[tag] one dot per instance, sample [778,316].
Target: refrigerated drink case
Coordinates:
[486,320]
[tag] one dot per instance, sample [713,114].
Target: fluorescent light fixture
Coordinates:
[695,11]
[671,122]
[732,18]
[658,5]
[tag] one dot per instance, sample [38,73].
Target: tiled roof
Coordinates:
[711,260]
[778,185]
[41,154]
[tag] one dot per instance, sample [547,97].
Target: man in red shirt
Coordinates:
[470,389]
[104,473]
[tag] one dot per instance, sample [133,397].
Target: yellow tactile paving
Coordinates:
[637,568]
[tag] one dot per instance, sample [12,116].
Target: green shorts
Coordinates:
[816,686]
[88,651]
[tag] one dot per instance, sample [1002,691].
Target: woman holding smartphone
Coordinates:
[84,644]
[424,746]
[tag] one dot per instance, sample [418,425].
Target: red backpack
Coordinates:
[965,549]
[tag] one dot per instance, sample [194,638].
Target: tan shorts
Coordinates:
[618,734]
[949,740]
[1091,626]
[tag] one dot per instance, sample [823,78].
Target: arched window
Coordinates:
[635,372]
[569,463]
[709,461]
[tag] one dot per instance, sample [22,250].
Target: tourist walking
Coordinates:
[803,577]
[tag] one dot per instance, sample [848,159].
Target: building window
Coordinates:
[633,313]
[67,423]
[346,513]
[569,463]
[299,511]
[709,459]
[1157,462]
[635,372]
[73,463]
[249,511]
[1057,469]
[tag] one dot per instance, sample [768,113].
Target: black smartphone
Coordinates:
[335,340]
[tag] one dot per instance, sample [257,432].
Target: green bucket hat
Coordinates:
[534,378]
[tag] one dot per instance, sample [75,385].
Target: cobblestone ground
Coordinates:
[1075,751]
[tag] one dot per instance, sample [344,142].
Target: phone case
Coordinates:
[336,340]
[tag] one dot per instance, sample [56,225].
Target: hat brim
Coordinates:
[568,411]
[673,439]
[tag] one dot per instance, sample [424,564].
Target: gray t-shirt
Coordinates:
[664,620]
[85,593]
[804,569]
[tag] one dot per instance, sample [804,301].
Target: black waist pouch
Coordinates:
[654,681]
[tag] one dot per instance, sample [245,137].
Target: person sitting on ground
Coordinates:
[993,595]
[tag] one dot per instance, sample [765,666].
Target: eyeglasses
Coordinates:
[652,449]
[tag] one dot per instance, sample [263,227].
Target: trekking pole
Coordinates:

====

* [Try it]: When a line among the entries contains "shirt", pull that line out.

* [Answer space]:
Target: man in red shirt
Target: gray t-shirt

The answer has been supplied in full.